STATED PROBLEM 1: Write out the ORCA solvation notes from "and the output" to "from further calculations.".
STATED PROBLEM 2: According to the ORCA solvation notes, which solvents is DRACO parameterized for? List them.

SELECTION:
════════════════════
For more detailed information, please consult the ORCA manual.

Universal Solvation Model (SMD)#

The SMD method [Truhlar2009] can be thought as an improvement over the CPCM, since it uses the full solute electron density to compute the cavity-dispersion contribution instead of the area only.

This method requires more parameters, which makes it less flexible for unknown solvents (List of available solvents)! SMD can be requested similar to CPCM via simple input SMD(Solvent):

!B97M-V DEF2-SVP SMD(WATER)

* XYZFILE 0 1 aspirin.xyz

The initial output is similar to CPCM, except that one now has the SMD descriptors:

--------------------
CPCM SOLVATION MODEL
--------------------
[...]
SMD-CDS solvent descriptors:
  Soln                                       ...    1.3328
  Soln25                                     ...    1.3323
  Sola                                       ...    0.0000
  Solb                                       ...    0.0000
  Solg                                       ...    0.0000
  Solc                                       ...    0.0000
  Solh                                       ...    0.0000

and the output before the the TOTAL SCF ENERGY header has:

----------------
TOTAL SCF ENERGY
----------------                                  
[...]
CPCM Dielectric    :         -0.03176518706751 Eh              -0.86437 eV
SMD CDS (Gcds)     :          0.01088483110166 Eh               0.29619 eV

One can use this $Δ G_{C D S}$ (Gcds) term, together with the $Δ G_{E N P}$ (CPCM Dielectric) to correct energies from further calculations.

Note

With ORCA 6, analytic gradients became available also for SMD!

Dynamic Radii Adjustment for Continuum Solvation (DRACO)#

All these solvation models depend on a physically sound representation of the solvent accessible surface area (SASA). Nevertheless, the typically employed methods use a predefined set of element specific atomic radii to construct it. This does not account for the molecular environment of specific atoms for which the effective radii may differ depending on the respective local electron density, e.g., if one compares neutral and negatively charged oxygen atoms. A recent approach to make these radii environment adaptive is the DRACO model by Grimme and co-workers [Grimme2024]. It uses an atoms-in-molecules-like approach based on atomic partial charges and fractional coordination numbers to scale the default radii for each atom independently. By doing so, specifically the description of charged systems can be improved.

DRACO is currently available for CPCM and SMD within ORCA and is parameterized for the solvents water, acetonitrile, DMSO, and methanol. DRACO can be envoked by a simple input keyword in addition to the respective solvation method:

! CPCM(solvent) DRACO

! SMD(solvent) DRACO

Alternatively, it can also be requested in the %cpcm block:

%cpcm
DRACO true
end

In ORCA, the default scheme to calculate the partial charges used within DRACO is the electronegativity-equilibration (EEQ) charge model as it is also used in the D4 dispersion correction. However, one can also request the recent Charge Extended Hückel (CEH) model.[Grimme2023] The charge scheme within DRACO is controlled by the following tag in the %cpcm block:

%cpcm
draco_charges ceh  # default = eeq
end

If CEH charges are requested, ORCA generates them via its interface to the xtb program.
════════════════════
RECORD EXCERPTS:
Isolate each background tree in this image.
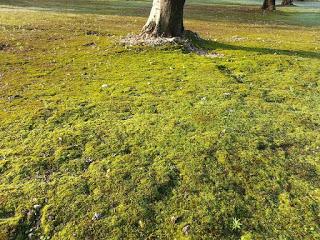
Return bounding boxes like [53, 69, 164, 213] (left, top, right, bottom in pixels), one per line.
[142, 0, 185, 37]
[281, 0, 293, 6]
[262, 0, 276, 11]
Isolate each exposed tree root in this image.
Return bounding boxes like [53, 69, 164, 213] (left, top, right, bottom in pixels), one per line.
[120, 31, 223, 58]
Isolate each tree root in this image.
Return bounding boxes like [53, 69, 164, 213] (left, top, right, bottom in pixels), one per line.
[120, 31, 224, 58]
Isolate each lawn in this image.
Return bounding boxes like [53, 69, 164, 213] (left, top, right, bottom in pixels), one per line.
════════════════════
WRITTEN RESPONSE 1:
and the output before the the TOTAL SCF ENERGY header has:

----------------
TOTAL SCF ENERGY
----------------                                  
[...]
CPCM Dielectric    :         -0.03176518706751 Eh              -0.86437 eV
SMD CDS (Gcds)     :          0.01088483110166 Eh               0.29619 eV

One can use this $Δ G_{C D S}$ (Gcds) term, together with the $Δ G_{E N P}$ (CPCM Dielectric) to correct energies from further calculations.

WRITTEN RESPONSE 2: water, acetonitrile, DMSO, methanol